▶ **Written exercise 1**:
Can you retype the part of the qualified immunity passage that opens with the words containing "This leaves the" and closes with "194, 201 (2001))."?
▶ **Written exercise 2**:
Does each statement agree with the qualified immunity passage? Answer yes or no for each and quote the deciding words verbatim: (a) the two-part inquiry is quoted from Saucier v. Katz; (b) the court holds that Bertocchini's conduct did not violate plaintiffs' constitutional rights; (c) plaintiffs allege that Bertocchini provided misleading evidence to police investigators.

▶ **Text block**:

***

This leaves the possibility of qualified immunity. "Qualified immunity protects `all but the plainly incompetent or those who knowingly violate the law.'" Lee v. Gregory, 363 F.3d 931, 934-35 (9th Cir. 2004) (quoting Malley v. Briggs, 475 U.S. 335, 341 (1986)). In applying it, the court asks "(1) whether, `taken in the light most favorable to the party asserting the injury, the facts alleged show the officer's conduct violated a constitutional right'; and, if a violation of a constitutional right [can] indeed be found, (2) `whether the right was clearly established.'" Sissoko v. Rocha, 412 F.3d 1021, 1038 (9th Cir. 2005) (quoting Saucier v. Katz, 533 U.S. 194, 201 (2001)).

Plaintiffs allege that Bertocchini, by providing misleading evidence to police investigators, interfered with their constitutional right to a reliable determination of probable cause before being arrested. (Compl. ¶ 14, 18.) Indeed, plaintiffs certainly have such a right. Baker v. McCollan, 443 U.S. 137, 142-43 (1979) ("By virtue of its `incorporation' into the Fourteenth Amendment, the Fourth Amendment requires the States to provide a fair and reliable determination of probable cause as a condition for any significant pretrial restraint of liberty." (citing Gerstein v. Pugh, 420 U.S. 103, 125 (1975))). Additionally, taking the facts alleged in the complaint as true, the court cannot find beyond doubt that plaintiffs can prove no facts to establish that Bertocchini violated plaintiffs' constitutional rights by tainting the probable cause determination for the search warrant, the execution of which led to plaintiffs' arrests. Consequently, the court cannot at this time hold that Bertocchini's conduct did not violate plaintiffs' constitutional rights.

***

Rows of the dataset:
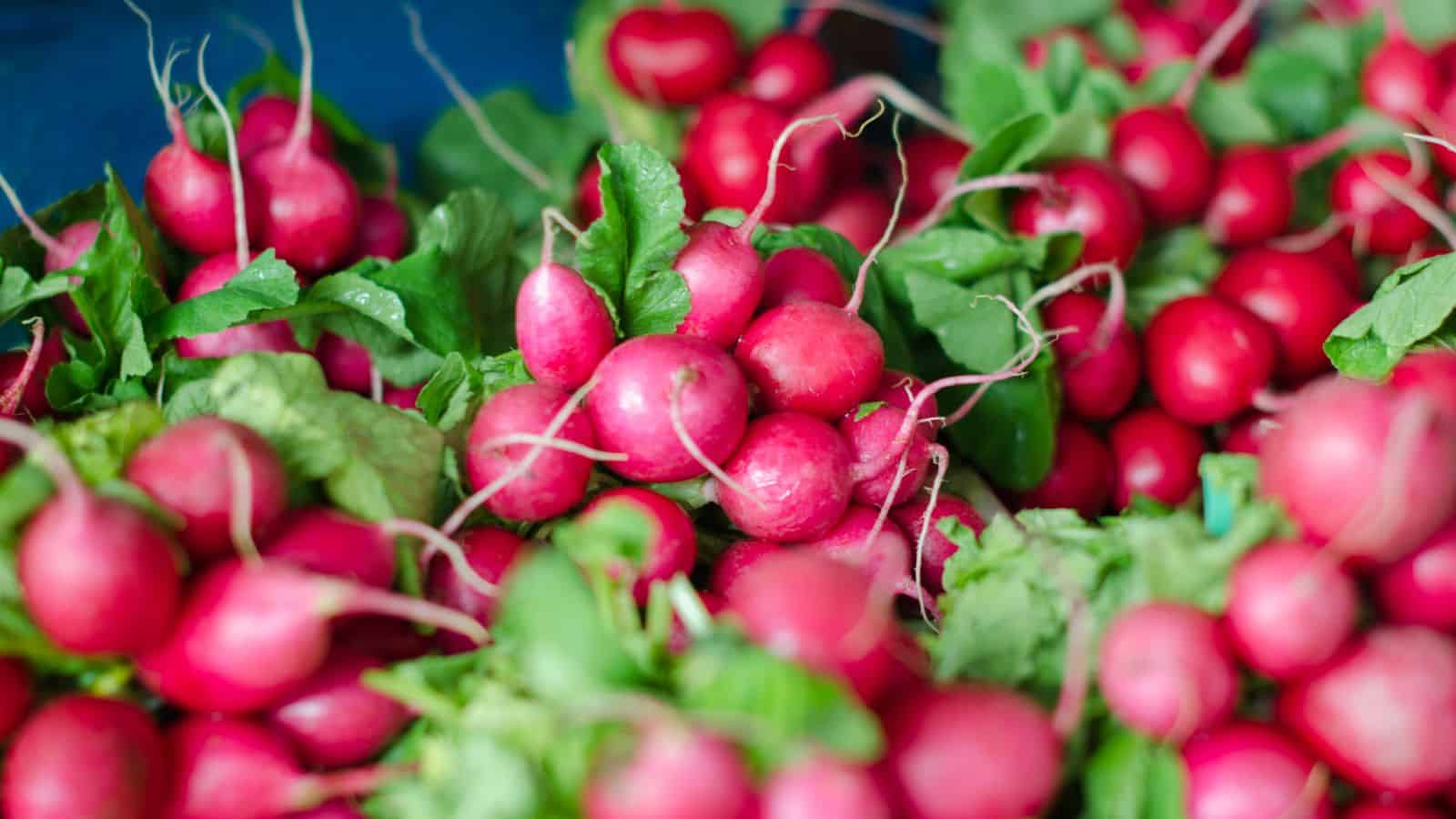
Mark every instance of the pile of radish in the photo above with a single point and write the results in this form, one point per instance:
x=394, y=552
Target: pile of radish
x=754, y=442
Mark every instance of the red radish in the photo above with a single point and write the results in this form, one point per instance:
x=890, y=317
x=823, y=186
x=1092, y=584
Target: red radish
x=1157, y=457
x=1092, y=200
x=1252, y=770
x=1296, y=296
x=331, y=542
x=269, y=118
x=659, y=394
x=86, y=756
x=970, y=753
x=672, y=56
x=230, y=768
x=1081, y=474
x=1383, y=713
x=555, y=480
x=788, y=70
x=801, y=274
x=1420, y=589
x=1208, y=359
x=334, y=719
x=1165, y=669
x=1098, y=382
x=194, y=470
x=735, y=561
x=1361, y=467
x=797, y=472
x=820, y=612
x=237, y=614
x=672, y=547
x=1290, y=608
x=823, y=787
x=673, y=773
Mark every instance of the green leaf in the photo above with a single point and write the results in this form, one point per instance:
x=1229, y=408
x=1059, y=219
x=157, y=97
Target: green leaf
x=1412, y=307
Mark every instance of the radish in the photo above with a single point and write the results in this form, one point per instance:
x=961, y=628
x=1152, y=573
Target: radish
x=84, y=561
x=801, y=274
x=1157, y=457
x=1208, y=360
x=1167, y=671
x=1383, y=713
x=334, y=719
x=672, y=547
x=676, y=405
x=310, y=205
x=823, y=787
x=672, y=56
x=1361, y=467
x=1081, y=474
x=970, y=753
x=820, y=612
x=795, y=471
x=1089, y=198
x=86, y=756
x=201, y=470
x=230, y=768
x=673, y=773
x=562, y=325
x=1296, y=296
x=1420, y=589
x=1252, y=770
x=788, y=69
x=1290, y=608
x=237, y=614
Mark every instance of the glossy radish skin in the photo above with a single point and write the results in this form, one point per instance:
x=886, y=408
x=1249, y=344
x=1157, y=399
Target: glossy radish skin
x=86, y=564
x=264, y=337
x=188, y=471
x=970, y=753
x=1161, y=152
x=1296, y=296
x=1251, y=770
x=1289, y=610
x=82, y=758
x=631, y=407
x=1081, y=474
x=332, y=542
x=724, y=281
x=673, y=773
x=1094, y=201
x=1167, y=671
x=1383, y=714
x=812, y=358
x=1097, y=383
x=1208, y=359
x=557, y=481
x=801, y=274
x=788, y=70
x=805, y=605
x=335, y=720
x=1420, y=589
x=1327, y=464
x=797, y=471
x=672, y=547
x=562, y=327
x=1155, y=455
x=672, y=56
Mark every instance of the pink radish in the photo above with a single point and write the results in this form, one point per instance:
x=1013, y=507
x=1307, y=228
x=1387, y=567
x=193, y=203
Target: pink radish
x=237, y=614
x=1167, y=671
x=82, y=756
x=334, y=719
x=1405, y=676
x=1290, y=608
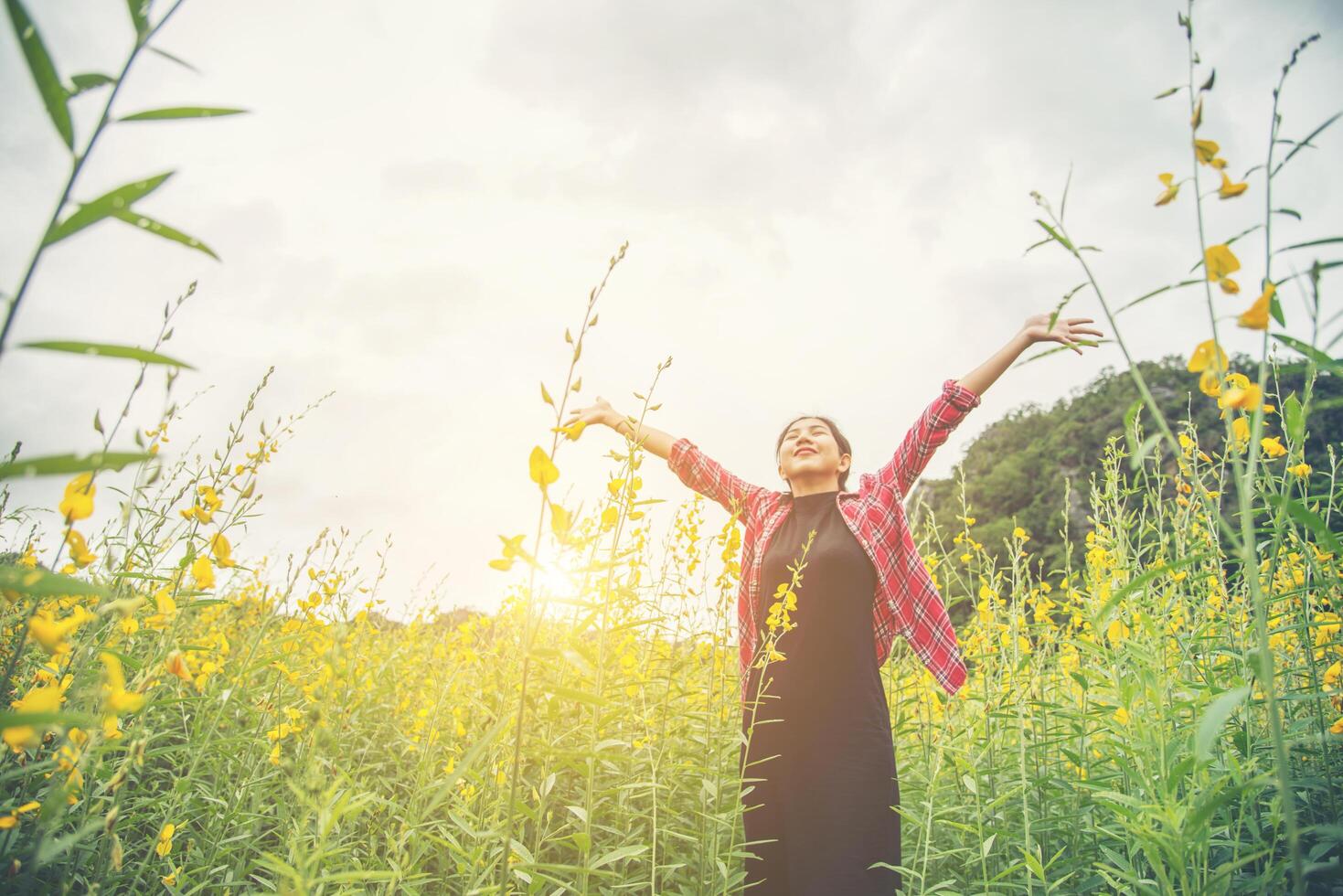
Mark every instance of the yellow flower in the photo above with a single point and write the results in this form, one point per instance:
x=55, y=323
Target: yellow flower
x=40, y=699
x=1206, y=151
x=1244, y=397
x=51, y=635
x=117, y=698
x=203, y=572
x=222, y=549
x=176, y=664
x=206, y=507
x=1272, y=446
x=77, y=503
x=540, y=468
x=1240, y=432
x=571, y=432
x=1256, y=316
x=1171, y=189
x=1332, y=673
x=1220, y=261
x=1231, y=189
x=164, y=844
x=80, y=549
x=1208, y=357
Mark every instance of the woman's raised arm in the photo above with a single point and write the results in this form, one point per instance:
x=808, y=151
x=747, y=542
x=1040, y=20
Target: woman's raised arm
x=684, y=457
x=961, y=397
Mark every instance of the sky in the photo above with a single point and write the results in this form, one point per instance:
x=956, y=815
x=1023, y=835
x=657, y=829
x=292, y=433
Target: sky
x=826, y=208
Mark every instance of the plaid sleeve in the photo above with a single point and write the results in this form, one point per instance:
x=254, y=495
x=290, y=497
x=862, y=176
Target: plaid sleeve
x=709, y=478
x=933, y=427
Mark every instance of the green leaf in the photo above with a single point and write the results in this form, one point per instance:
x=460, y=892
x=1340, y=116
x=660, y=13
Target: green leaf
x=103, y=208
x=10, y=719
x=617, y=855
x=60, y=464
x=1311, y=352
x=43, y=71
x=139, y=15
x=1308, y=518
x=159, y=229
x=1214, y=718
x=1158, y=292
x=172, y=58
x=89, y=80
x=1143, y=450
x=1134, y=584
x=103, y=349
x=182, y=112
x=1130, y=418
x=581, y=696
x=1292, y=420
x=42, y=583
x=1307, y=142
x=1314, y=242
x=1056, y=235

***

▶ **Written solution 1**:
This leaves the possibility of qualified immunity. "Qualified immunity protects `all but the plainly incompetent or those who knowingly violate the law.'" Lee v. Gregory, 363 F.3d 931, 934-35 (9th Cir. 2004) (quoting Malley v. Briggs, 475 U.S. 335, 341 (1986)). In applying it, the court asks "(1) whether, `taken in the light most favorable to the party asserting the injury, the facts alleged show the officer's conduct violated a constitutional right'; and, if a violation of a constitutional right [can] indeed be found, (2) `whether the right was clearly established.'" Sissoko v. Rocha, 412 F.3d 1021, 1038 (9th Cir. 2005) (quoting Saucier v. Katz, 533 U.S. 194, 201 (2001)).

▶ **Written solution 2**:
(a) Yes: "(quoting Saucier v. Katz, 533 U.S. 194, 201 (2001))"
(b) No: "the court cannot at this time hold that Bertocchini's conduct did not violate plaintiffs' constitutional rights"
(c) Yes: "by providing misleading evidence to police investigators"